**WHAT THE EXERCISE ASKS:** Quote everything in the passage on MTV dance shows from "Nies was phased" down to "more decadent features.", word for word.

Nies was phased out eventually and when he was there was no stable persona after that. Guest hosts frequented the show, but the truly lasting impression of The Grind (and the one that I will always remember it by) is the outdoor studio featured in the summer months. The Grind was paired with MTV Spring Break in this sense, but shared none of its more decadent features.
Club MTV ran from 1985 to 1992
Club MTV (which had originally been intended as a family show but the abundance of skin-tight outfitted ladies with cleavage that could crush a walnut quickly established it as an underground and a production predilection for upskirt shots) had established itself unwittingly as an adult program. The Grind, however, gravitated back toward more family-friendly programming: less boob-age and crotch shots and more dancing. The music, which had been moving steadily toward hip hop and rap in the latter year of Club MTV and eventually a cocaine-induced Alan Parsons style of EDM as transitioned to the show’s next incarnation, evolved on The Grind into mainly House and Trance music.

Saved data entries:
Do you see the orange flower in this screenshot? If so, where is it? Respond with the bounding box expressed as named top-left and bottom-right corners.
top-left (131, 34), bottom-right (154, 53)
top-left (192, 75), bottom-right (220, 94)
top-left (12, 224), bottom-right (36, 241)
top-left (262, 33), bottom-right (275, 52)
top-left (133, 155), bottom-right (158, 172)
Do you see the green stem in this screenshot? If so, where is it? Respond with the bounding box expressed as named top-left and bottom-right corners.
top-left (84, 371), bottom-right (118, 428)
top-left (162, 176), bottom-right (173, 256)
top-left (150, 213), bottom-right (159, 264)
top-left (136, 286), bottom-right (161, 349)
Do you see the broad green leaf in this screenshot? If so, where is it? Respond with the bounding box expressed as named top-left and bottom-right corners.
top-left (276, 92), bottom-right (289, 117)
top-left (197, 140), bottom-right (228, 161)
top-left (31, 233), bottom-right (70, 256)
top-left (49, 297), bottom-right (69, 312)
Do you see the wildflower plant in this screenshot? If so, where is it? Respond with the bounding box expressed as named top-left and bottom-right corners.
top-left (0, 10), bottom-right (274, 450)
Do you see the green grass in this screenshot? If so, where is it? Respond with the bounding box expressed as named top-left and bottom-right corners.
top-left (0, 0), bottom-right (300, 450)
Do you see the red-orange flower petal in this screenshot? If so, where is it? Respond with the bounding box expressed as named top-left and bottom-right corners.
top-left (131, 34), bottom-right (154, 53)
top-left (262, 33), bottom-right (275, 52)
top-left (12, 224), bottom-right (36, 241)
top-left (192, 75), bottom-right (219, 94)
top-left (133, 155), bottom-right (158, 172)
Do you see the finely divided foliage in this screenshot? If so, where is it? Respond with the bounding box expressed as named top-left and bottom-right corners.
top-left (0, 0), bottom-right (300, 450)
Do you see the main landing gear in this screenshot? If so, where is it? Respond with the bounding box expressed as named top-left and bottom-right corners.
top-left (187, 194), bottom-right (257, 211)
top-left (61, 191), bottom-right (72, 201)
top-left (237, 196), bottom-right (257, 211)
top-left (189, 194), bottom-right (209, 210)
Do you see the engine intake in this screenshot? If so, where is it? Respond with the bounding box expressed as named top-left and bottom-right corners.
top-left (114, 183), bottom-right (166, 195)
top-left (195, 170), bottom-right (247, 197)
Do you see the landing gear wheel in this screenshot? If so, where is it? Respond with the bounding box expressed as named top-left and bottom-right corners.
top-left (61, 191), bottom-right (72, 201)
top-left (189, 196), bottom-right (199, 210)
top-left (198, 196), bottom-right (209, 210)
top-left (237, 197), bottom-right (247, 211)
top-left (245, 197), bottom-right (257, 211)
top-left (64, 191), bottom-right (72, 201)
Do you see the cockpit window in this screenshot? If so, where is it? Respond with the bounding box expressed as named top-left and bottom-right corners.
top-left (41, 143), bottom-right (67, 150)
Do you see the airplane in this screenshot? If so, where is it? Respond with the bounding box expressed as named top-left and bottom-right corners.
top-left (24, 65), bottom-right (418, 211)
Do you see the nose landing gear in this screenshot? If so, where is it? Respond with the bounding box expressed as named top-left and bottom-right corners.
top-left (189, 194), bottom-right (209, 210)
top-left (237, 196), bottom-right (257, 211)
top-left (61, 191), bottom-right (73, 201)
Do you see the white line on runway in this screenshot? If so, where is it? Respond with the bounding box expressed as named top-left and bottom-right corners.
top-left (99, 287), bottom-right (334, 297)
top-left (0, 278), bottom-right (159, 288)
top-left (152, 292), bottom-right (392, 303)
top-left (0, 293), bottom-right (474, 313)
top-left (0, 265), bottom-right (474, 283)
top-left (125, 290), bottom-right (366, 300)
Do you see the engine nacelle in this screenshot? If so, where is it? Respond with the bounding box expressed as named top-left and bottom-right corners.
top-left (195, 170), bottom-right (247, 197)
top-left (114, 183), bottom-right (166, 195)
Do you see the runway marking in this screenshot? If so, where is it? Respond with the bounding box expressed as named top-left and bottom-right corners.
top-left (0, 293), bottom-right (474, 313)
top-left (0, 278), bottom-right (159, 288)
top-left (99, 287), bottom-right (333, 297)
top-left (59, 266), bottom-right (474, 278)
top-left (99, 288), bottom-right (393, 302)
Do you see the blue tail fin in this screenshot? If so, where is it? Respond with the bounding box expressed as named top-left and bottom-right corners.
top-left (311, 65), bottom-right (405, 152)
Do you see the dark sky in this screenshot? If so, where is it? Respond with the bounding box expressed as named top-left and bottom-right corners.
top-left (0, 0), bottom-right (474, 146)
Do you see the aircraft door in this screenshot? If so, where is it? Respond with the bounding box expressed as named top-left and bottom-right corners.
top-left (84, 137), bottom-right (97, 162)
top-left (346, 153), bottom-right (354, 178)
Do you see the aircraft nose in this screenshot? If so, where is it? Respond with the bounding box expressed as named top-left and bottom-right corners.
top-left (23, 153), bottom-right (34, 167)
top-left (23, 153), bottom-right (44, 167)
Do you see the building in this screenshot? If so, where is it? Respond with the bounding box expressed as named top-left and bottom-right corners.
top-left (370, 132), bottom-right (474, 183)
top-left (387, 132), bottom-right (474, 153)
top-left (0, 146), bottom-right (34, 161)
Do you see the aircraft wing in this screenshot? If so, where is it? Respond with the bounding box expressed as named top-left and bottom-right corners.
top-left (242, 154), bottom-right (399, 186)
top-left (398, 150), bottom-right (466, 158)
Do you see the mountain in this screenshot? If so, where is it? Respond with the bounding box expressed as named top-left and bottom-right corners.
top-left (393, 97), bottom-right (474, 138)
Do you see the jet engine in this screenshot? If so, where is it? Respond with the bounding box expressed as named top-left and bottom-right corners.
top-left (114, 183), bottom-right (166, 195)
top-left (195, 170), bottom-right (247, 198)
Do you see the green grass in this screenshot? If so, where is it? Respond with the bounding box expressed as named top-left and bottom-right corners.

**OUTPUT OF THE EXERCISE:**
Nies was phased out eventually and when he was there was no stable persona after that. Guest hosts frequented the show, but the truly lasting impression of The Grind (and the one that I will always remember it by) is the outdoor studio featured in the summer months. The Grind was paired with MTV Spring Break in this sense, but shared none of its more decadent features.